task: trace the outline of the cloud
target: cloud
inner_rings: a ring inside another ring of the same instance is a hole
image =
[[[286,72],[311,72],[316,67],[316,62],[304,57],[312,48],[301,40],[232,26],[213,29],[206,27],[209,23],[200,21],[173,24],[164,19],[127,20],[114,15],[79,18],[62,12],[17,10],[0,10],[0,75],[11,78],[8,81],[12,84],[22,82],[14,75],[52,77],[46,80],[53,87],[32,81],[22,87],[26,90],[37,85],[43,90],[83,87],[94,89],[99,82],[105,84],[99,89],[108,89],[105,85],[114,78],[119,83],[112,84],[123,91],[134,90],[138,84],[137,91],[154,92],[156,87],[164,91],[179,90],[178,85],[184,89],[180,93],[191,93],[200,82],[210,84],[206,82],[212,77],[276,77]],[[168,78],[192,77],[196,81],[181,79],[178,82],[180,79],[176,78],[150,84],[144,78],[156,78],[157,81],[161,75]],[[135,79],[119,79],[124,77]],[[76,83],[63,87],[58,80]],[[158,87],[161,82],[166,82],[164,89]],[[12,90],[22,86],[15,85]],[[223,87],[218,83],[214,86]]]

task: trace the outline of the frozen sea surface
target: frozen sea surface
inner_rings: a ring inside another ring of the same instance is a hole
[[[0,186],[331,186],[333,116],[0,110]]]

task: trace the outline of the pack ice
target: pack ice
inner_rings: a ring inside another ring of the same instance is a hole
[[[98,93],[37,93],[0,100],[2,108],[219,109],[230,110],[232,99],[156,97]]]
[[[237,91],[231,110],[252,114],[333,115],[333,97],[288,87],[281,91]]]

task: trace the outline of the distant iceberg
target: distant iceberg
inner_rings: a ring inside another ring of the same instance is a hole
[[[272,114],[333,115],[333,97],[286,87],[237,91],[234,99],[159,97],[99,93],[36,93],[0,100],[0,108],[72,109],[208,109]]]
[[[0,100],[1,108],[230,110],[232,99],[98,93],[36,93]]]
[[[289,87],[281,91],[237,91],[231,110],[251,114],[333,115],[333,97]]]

Exercise brief
Reproduce all of the data above line for line, with no changes.

Exercise solution
task: trace the outline of the cloud
target: cloud
inner_rings: a ring inside another ring of the same instance is a hole
image =
[[[286,72],[311,72],[316,67],[316,62],[304,57],[312,48],[301,40],[232,26],[213,29],[206,27],[209,23],[200,21],[173,24],[164,19],[127,20],[114,15],[79,18],[62,12],[17,10],[0,10],[0,75],[11,78],[8,81],[12,84],[22,82],[14,75],[52,77],[46,80],[53,87],[32,81],[22,87],[26,90],[37,85],[43,90],[83,87],[94,89],[99,82],[105,84],[99,89],[108,89],[105,85],[114,78],[119,83],[112,84],[123,91],[134,90],[138,84],[137,91],[154,92],[156,87],[164,91],[179,90],[178,85],[184,89],[180,93],[191,93],[200,82],[210,84],[206,82],[212,77],[276,77]],[[168,78],[192,77],[196,81],[181,79],[178,82],[180,79],[176,78],[150,84],[144,78],[156,78],[157,81],[161,75]],[[135,79],[119,79],[124,77]],[[76,83],[63,87],[58,80]],[[158,87],[161,82],[166,82],[164,89]],[[12,90],[22,86],[15,85]],[[223,87],[218,83],[214,86]]]

task: trace the outline of the frozen sea surface
target: frozen sea surface
inner_rings: a ring inside another ring of the same instance is a hole
[[[0,186],[331,186],[333,116],[0,110]]]

task: trace the outline of the pack ice
target: pack ice
inner_rings: a ring inside another ring of the same instance is a hole
[[[98,93],[37,93],[0,100],[2,108],[219,109],[230,110],[232,99],[156,97]]]
[[[237,91],[231,110],[252,114],[333,115],[333,97],[288,87],[281,91]]]

task: trace the outline of the distant iceberg
target: distant iceberg
inner_rings: a ring inside another ring of the same instance is a hole
[[[272,114],[333,115],[333,97],[286,87],[237,91],[234,99],[159,97],[99,93],[36,93],[0,100],[0,108],[72,109],[208,109]]]
[[[0,100],[1,108],[230,110],[232,99],[98,93],[36,93]]]
[[[289,87],[281,91],[237,91],[231,110],[251,114],[333,115],[333,97]]]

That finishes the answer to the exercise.